===== INPUT MATERIAL

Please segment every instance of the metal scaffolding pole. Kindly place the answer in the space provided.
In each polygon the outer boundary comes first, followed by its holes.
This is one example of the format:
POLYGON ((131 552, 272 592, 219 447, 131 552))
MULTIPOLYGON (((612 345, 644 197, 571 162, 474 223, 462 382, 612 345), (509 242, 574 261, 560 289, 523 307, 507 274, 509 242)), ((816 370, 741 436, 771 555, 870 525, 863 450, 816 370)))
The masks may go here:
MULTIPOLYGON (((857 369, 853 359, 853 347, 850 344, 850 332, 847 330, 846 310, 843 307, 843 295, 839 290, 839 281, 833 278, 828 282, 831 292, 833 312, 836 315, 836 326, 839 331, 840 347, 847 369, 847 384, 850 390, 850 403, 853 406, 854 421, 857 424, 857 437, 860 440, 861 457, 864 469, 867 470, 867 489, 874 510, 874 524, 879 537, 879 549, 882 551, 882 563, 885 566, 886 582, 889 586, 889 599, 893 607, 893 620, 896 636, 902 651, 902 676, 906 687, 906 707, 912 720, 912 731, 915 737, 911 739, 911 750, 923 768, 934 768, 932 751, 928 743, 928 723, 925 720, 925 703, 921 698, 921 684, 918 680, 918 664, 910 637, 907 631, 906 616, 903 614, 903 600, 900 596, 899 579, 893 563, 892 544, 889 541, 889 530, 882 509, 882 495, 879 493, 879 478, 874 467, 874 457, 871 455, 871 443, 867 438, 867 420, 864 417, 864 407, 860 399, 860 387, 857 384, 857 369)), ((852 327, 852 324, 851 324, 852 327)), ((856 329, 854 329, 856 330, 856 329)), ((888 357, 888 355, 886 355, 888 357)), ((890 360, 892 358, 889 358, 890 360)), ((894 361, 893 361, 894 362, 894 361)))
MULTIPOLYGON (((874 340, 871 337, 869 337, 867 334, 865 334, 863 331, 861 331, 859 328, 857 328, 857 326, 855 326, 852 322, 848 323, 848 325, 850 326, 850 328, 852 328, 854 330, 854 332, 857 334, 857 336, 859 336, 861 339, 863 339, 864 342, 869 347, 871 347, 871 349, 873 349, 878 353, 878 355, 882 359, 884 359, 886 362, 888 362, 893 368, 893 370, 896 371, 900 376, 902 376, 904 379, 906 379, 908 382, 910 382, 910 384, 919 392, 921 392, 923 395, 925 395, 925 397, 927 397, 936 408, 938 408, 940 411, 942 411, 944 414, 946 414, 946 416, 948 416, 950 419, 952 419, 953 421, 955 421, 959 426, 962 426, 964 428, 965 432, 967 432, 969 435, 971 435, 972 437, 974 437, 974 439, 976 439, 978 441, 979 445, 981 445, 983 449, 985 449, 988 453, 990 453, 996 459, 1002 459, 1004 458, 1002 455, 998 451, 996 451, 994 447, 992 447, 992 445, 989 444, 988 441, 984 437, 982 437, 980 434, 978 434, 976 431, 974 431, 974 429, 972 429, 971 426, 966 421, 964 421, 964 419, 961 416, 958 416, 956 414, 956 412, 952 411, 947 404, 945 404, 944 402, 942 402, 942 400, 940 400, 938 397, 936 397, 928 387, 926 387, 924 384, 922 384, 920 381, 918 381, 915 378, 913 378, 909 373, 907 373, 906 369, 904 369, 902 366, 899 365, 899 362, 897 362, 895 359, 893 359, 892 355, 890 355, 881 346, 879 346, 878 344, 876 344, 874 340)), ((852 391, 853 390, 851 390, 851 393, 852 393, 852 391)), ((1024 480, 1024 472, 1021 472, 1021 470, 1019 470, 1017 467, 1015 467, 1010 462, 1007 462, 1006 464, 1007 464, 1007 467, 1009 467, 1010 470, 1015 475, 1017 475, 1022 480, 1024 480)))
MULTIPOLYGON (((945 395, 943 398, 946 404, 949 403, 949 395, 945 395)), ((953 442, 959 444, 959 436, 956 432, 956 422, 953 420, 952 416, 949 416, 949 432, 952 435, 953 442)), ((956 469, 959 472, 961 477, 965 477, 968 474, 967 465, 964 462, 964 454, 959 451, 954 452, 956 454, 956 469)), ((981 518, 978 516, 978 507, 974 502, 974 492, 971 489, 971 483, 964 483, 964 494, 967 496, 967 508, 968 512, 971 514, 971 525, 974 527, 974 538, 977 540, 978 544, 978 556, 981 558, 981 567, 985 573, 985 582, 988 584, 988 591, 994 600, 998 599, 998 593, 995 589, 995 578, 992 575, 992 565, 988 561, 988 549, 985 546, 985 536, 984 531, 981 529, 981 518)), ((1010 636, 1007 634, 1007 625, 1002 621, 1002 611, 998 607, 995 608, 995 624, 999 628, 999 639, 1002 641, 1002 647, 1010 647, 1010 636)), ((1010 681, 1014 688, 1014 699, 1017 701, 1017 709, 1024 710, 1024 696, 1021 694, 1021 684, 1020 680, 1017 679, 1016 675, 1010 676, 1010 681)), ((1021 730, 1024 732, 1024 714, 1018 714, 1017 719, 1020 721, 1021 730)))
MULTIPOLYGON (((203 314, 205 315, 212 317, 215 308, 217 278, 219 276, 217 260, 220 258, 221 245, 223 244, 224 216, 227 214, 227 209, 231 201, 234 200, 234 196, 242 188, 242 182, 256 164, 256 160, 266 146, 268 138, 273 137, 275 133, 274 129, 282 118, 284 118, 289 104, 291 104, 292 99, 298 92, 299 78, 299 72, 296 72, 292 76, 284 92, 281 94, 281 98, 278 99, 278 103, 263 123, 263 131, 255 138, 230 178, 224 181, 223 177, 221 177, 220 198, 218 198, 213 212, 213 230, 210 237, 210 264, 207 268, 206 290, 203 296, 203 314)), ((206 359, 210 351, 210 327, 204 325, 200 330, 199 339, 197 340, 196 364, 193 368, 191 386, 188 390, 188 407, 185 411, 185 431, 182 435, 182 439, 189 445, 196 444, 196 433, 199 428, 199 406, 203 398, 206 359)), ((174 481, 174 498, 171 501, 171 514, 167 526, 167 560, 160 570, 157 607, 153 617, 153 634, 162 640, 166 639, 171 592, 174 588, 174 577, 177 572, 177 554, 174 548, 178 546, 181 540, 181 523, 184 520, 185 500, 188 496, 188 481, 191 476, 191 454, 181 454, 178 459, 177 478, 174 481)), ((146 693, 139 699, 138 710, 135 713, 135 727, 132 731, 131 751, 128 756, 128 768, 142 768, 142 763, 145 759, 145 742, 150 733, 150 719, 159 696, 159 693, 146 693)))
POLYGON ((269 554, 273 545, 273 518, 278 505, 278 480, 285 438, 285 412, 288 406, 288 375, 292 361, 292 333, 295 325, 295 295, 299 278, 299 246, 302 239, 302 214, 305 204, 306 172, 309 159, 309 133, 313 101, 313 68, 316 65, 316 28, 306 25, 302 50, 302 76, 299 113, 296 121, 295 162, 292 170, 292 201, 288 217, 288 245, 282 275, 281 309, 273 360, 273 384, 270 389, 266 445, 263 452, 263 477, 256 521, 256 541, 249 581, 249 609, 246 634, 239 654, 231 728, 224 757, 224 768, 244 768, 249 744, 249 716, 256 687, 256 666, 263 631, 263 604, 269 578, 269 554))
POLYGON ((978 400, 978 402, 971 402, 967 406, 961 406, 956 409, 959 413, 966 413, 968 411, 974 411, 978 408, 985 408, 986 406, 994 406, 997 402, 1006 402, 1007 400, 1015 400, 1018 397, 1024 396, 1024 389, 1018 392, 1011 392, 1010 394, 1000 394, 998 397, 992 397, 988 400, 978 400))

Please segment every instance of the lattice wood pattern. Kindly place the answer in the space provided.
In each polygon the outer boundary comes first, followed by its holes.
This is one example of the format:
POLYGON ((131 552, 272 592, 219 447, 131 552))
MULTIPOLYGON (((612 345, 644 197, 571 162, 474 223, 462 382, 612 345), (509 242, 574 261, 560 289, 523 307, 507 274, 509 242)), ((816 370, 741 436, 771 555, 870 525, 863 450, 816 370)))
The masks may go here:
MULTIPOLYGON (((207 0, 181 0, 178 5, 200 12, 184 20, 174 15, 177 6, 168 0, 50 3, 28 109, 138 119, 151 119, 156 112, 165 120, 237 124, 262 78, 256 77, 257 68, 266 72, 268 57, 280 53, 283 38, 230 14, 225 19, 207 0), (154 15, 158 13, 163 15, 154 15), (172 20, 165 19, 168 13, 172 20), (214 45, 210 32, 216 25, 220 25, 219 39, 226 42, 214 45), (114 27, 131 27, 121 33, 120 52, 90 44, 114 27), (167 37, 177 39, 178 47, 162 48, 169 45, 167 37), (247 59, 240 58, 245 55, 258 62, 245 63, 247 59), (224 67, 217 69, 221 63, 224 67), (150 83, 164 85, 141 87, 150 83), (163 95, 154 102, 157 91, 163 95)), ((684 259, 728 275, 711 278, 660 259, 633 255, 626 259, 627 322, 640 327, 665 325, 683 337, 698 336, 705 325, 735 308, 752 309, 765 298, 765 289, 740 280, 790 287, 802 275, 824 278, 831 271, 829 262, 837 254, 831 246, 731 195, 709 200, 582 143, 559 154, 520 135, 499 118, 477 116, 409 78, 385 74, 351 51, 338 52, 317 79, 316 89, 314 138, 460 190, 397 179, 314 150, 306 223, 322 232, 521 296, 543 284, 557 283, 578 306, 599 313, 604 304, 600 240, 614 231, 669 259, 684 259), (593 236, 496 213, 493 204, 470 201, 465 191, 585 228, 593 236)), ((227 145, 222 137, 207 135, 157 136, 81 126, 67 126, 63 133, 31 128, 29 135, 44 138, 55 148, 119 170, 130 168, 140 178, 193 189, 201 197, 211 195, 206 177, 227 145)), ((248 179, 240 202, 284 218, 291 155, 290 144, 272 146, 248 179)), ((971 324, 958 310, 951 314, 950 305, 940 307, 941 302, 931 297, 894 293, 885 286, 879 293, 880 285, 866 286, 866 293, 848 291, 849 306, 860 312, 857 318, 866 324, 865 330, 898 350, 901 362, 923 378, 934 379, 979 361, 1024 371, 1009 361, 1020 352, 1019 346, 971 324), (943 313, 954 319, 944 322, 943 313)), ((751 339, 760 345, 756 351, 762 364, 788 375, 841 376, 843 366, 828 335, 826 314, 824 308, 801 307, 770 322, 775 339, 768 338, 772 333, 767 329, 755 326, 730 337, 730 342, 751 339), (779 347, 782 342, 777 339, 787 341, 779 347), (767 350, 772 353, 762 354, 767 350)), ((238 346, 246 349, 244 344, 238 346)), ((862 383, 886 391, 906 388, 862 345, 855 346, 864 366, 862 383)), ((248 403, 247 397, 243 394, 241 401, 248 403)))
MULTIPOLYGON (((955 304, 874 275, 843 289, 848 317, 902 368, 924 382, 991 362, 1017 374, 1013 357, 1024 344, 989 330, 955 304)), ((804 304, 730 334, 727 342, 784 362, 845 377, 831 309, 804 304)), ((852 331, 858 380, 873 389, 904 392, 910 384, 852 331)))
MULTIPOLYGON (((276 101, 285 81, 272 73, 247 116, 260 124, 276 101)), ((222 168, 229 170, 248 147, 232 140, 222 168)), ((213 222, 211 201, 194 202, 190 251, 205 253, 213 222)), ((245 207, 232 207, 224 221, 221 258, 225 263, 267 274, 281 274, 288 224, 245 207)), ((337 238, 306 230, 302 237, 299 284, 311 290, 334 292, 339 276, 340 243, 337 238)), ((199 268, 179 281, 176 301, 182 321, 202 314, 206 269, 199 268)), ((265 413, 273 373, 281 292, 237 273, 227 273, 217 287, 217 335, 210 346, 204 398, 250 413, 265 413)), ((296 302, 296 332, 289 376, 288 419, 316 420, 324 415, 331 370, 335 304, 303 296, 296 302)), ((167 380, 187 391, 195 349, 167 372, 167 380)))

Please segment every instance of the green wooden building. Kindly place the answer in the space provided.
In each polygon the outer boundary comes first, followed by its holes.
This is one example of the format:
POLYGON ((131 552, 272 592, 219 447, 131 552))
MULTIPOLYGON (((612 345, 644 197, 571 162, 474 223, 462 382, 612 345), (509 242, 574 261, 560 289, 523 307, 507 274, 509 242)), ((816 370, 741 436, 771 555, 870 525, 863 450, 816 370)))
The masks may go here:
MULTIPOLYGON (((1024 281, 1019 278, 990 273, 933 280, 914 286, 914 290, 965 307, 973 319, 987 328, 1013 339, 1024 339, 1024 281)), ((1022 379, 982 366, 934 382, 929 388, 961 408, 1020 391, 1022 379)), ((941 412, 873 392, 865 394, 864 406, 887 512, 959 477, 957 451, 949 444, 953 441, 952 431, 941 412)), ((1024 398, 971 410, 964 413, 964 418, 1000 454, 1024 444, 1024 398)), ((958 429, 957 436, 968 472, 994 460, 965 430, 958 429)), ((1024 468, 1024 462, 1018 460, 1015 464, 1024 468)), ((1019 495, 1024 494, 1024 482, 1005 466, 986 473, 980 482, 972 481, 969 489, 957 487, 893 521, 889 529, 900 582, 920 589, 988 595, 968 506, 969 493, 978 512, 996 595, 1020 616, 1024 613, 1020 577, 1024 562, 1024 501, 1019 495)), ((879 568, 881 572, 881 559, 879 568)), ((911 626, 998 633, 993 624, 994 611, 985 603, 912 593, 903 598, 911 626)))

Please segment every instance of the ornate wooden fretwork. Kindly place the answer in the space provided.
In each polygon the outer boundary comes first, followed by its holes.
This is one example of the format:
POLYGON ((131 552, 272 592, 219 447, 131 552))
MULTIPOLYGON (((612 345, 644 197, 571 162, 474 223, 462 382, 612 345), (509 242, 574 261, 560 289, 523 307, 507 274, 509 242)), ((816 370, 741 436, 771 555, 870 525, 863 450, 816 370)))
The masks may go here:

==========

INSTRUCTIONS TO FOLLOW :: Please quote the material word for word from its beginning through the line containing "MULTIPOLYGON (((857 369, 853", including that line.

RESULT OF THIS TASK ::
Please segment every instance of the metal scaffolding pole. Kindly place the answer in the space provided.
In each polygon the outer boundary comes first, followed by its holes.
This is one example of the format:
POLYGON ((131 552, 272 592, 219 447, 131 552))
MULTIPOLYGON (((612 345, 644 197, 571 162, 474 223, 462 382, 612 345), (509 242, 574 261, 560 289, 523 307, 507 274, 509 242)), ((816 370, 741 436, 771 555, 870 525, 863 450, 816 370)))
The masks may go here:
MULTIPOLYGON (((857 369, 853 359, 853 347, 850 344, 850 332, 847 330, 846 310, 843 307, 843 295, 839 290, 839 281, 833 278, 828 282, 831 292, 833 312, 836 315, 836 326, 839 331, 840 347, 847 369, 847 384, 850 390, 850 403, 853 406, 854 421, 857 424, 857 437, 860 440, 861 457, 864 469, 867 470, 867 489, 874 510, 874 524, 879 537, 879 549, 882 551, 882 563, 885 566, 886 582, 889 586, 889 599, 893 607, 893 620, 896 636, 902 651, 902 676, 906 687, 906 707, 912 720, 912 731, 915 737, 911 739, 911 750, 923 768, 934 768, 932 751, 928 743, 928 723, 925 720, 925 703, 921 698, 921 684, 918 680, 918 664, 910 637, 907 631, 906 616, 903 614, 903 600, 900 596, 899 579, 893 563, 892 544, 889 541, 889 530, 882 509, 882 495, 879 493, 879 478, 874 467, 874 457, 871 455, 871 443, 867 438, 867 420, 864 417, 864 407, 860 399, 860 387, 857 384, 857 369)), ((852 327, 852 324, 851 324, 852 327)), ((856 329, 854 329, 856 330, 856 329)), ((888 357, 888 355, 886 355, 888 357)), ((890 360, 892 358, 889 358, 890 360)), ((894 361, 893 361, 894 362, 894 361)))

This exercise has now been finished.